**WHAT IS NEEDED**
The records below are to be output exactly, except for their pictures.

**RECORDS PROVIDED**
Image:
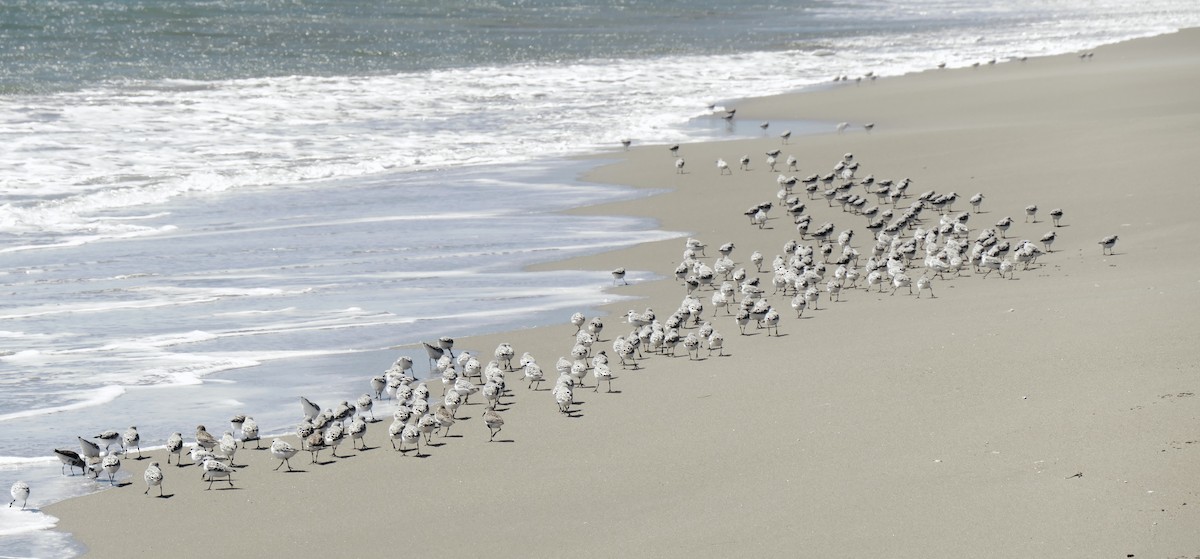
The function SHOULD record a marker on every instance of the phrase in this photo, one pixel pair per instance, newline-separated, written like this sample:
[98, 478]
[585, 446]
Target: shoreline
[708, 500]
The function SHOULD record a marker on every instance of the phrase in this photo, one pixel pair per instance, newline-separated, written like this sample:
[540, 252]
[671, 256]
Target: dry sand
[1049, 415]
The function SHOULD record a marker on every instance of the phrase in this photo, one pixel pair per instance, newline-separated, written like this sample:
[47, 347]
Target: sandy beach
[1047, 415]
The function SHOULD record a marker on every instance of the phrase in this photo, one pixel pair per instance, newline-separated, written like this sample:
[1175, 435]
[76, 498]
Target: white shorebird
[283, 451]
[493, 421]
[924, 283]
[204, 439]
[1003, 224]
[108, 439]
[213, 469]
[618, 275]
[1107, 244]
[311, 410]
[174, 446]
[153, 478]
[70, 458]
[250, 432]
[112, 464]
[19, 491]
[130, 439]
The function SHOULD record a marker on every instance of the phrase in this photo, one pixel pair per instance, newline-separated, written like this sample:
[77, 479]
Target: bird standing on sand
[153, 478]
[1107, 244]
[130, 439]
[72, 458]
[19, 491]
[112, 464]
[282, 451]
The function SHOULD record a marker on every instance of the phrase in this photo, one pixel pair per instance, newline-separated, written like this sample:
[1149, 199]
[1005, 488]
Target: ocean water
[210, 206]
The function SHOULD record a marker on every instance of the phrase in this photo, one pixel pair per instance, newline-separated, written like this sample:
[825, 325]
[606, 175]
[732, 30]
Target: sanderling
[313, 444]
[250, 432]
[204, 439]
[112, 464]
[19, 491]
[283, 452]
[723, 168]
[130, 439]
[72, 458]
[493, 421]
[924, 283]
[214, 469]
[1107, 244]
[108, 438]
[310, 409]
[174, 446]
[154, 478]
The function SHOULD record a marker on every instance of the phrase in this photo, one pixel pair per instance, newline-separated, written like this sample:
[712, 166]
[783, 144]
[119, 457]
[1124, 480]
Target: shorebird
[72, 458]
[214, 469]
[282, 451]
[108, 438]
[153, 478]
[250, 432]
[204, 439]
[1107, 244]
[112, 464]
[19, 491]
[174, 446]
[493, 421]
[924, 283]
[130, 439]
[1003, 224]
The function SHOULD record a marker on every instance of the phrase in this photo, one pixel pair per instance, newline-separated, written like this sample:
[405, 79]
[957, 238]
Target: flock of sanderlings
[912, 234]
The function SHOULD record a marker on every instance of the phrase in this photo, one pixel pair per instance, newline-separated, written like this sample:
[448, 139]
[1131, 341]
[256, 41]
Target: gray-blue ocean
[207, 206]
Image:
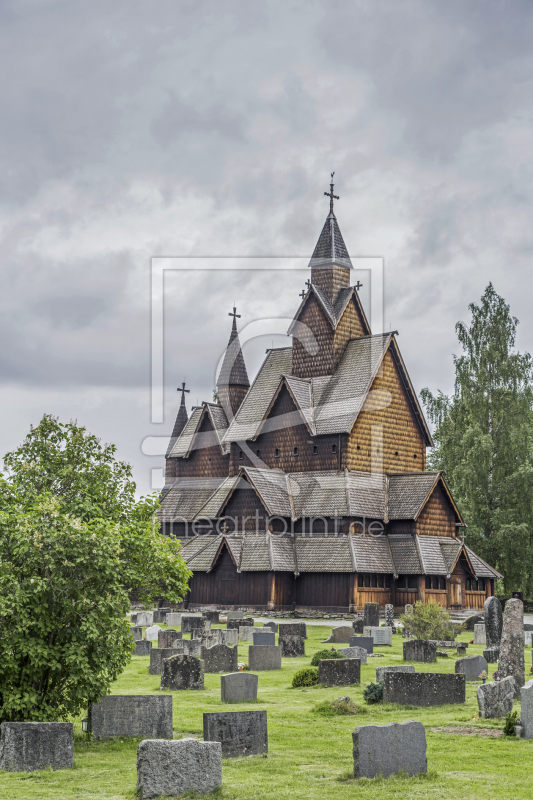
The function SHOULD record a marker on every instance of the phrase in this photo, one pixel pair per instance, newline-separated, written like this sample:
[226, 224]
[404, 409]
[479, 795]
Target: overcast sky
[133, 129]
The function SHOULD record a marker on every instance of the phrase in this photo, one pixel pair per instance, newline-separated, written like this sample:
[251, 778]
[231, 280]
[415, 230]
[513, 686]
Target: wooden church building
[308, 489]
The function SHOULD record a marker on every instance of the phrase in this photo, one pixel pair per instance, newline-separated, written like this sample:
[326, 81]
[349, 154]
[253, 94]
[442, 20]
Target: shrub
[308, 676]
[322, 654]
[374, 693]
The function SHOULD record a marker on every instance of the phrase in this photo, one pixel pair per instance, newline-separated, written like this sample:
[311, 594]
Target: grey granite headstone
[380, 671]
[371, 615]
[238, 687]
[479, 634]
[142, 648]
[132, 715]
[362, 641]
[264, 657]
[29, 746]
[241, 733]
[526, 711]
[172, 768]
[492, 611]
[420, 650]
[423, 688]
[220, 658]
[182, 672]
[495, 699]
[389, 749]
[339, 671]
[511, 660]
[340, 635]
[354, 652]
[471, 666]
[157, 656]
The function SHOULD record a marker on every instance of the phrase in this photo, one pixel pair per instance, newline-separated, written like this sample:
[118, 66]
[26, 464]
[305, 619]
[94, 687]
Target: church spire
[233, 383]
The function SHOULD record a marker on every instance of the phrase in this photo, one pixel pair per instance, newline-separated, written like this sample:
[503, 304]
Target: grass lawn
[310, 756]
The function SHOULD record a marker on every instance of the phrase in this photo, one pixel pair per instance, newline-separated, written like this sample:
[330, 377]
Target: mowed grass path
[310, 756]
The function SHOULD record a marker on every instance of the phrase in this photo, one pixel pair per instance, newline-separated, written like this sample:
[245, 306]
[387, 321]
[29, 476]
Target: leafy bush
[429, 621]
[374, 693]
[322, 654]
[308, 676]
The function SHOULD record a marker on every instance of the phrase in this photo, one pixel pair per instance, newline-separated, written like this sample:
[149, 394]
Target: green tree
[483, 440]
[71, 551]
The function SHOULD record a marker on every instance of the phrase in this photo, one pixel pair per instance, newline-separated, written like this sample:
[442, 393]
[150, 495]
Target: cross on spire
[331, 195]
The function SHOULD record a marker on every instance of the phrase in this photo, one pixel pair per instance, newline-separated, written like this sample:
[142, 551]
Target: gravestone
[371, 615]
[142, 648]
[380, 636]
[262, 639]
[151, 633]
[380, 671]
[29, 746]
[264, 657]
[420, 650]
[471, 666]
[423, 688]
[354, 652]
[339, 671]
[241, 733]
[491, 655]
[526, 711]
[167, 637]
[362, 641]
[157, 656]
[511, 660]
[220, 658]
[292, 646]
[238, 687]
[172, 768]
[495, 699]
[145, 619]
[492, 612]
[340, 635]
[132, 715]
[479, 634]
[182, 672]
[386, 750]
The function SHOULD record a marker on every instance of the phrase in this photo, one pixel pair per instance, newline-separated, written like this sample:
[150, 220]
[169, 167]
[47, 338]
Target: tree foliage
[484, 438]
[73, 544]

**TASK ANSWER**
Image:
The function SHOULD record a marker on every instance of the phrase in this photo, one pixel pair per instance, newline-separated, written like this sample:
[98, 478]
[585, 446]
Target: shoreline
[708, 500]
The function SHOULD record a marker on every instance of the phrase in this photo, one pixel pair per instance, newline-separated, written like this sample:
[540, 252]
[671, 256]
Target: dry sand
[1049, 415]
The function SHOULD record a marker on every instance of the phrase in this photo, one pixel pair per instance, newline-separated, written like this sample:
[47, 347]
Target: sandy beach
[1047, 415]
The function SHOULD record a marker on every instance of the phrase in this photo, one pixel pair per instance, newline-separated, written like this sample:
[1175, 435]
[76, 498]
Target: white shorebird
[283, 451]
[493, 421]
[924, 283]
[204, 439]
[1003, 224]
[108, 439]
[213, 469]
[618, 275]
[1107, 244]
[311, 410]
[174, 446]
[153, 478]
[70, 458]
[250, 432]
[112, 464]
[19, 491]
[130, 439]
The function SHOULD record a marker on every instance of the phrase in this photo, one pixel pair per instance, newline-separated, written like this sample:
[77, 479]
Target: bird standing on sand
[153, 478]
[1107, 244]
[130, 439]
[72, 458]
[19, 491]
[112, 464]
[282, 451]
The function SHOULD record a marker on every instance of the phrase in this photo, one pixel pair per instance, newline-separated, written like this sample:
[1149, 199]
[1005, 488]
Target: ocean water
[210, 206]
The function SHOULD record a marker on every instance of the phrase in this photo, one pixel pair per instance, newline-separated, written like this sample:
[825, 325]
[606, 175]
[732, 30]
Target: sanderling
[313, 444]
[250, 432]
[204, 439]
[112, 464]
[19, 491]
[283, 452]
[723, 168]
[130, 439]
[72, 458]
[493, 421]
[924, 283]
[214, 469]
[1107, 244]
[108, 438]
[310, 409]
[174, 446]
[154, 478]
The function SHOULD record a marker on every instance of the phrase in this photo, one pixel pair per instance, newline-separated, written like this sample:
[712, 166]
[783, 144]
[119, 457]
[1124, 480]
Target: shorebird
[72, 458]
[214, 469]
[282, 451]
[108, 438]
[153, 478]
[250, 432]
[204, 439]
[1107, 244]
[112, 464]
[19, 491]
[174, 446]
[493, 421]
[924, 283]
[130, 439]
[1003, 224]
The function SHOULD record a marker on every instance of the phrase in this photo, one pixel pair per instance, newline-separated, written like this sample:
[405, 79]
[957, 238]
Target: flock of sanderlings
[912, 234]
The function SHOULD record a marker on every instance of the phrase in this photo, one pixel pair per instance, newline-separated, written like this sample:
[448, 139]
[1131, 341]
[256, 41]
Target: gray-blue ocean
[207, 206]
Image:
The function SHOULD record a marker on every instance of the phrase in this photo, one pixel pair per instance, newline-separated, written like this sample:
[226, 224]
[404, 409]
[479, 795]
Target: overcast sky
[133, 129]
The function SHOULD record a marker on every instance of the phrase in this photo, one pixel pair per instance, newline-separated, written like this sample:
[251, 778]
[231, 280]
[415, 230]
[513, 686]
Target: wooden church building
[308, 489]
The function SHOULD record a marker on every instance of the phrase in this photo, one pixel pair per instance, newline-separated, written like this sample:
[326, 81]
[349, 154]
[253, 94]
[442, 20]
Target: shrub
[308, 676]
[322, 654]
[374, 693]
The function SHOULD record a marker on every instance of the phrase in this photo, one pixel pair per instance, newline-separated, written like this sample:
[311, 594]
Target: grey granite headstone
[380, 671]
[371, 615]
[238, 687]
[479, 634]
[142, 648]
[132, 715]
[362, 641]
[264, 657]
[29, 746]
[241, 733]
[526, 711]
[172, 768]
[492, 611]
[420, 650]
[423, 688]
[220, 658]
[182, 672]
[495, 699]
[389, 749]
[339, 671]
[511, 660]
[340, 635]
[354, 652]
[471, 666]
[157, 656]
The function SHOULD record a marker on every instance of the phrase in this photo, one pixel pair per instance, newline-separated, written like this sample:
[118, 66]
[26, 464]
[305, 619]
[94, 687]
Target: church spire
[233, 383]
The function SHOULD record a marker on every instance of the phrase in this photo, one pixel pair per instance, newline-separated, written like this sample:
[503, 304]
Target: grass lawn
[310, 756]
The function SHOULD record a marker on every instance of the phrase in this photo, one pixel pair per instance, newline-separated, written like this sample:
[330, 377]
Target: mowed grass path
[310, 756]
The function SHOULD record a marker on every instance of the phrase in this photo, one pixel pair per instance, newline-separated, written like this sample:
[245, 306]
[387, 321]
[29, 476]
Target: leafy bush
[429, 621]
[374, 693]
[322, 654]
[308, 676]
The function SHOULD record a marker on every instance of the phrase in this photo, one pixel pair per instance, newline-separated, written like this sample:
[149, 394]
Target: green tree
[483, 440]
[71, 551]
The function SHOULD record a marker on every instance of the phrase in this photo, one pixel pair per instance, newline-separated, written like this sample:
[442, 393]
[150, 495]
Target: cross on spire
[331, 195]
The function SHOULD record a marker on every instance of the phrase in this photo, one pixel pair per instance, newline-separated, written like this sample:
[142, 551]
Target: gravestone
[371, 615]
[142, 648]
[380, 636]
[262, 639]
[151, 633]
[380, 671]
[29, 746]
[264, 657]
[420, 650]
[471, 666]
[423, 688]
[354, 652]
[339, 671]
[241, 733]
[491, 655]
[526, 711]
[167, 637]
[362, 641]
[157, 656]
[511, 660]
[220, 658]
[292, 646]
[238, 687]
[172, 768]
[495, 699]
[145, 619]
[492, 612]
[340, 635]
[132, 715]
[479, 634]
[182, 672]
[386, 750]
The function SHOULD record a marker on every instance of the phrase in this photo, one pixel pair per instance, newline-separated, written like this sample:
[150, 220]
[169, 167]
[47, 338]
Target: tree foliage
[484, 438]
[73, 544]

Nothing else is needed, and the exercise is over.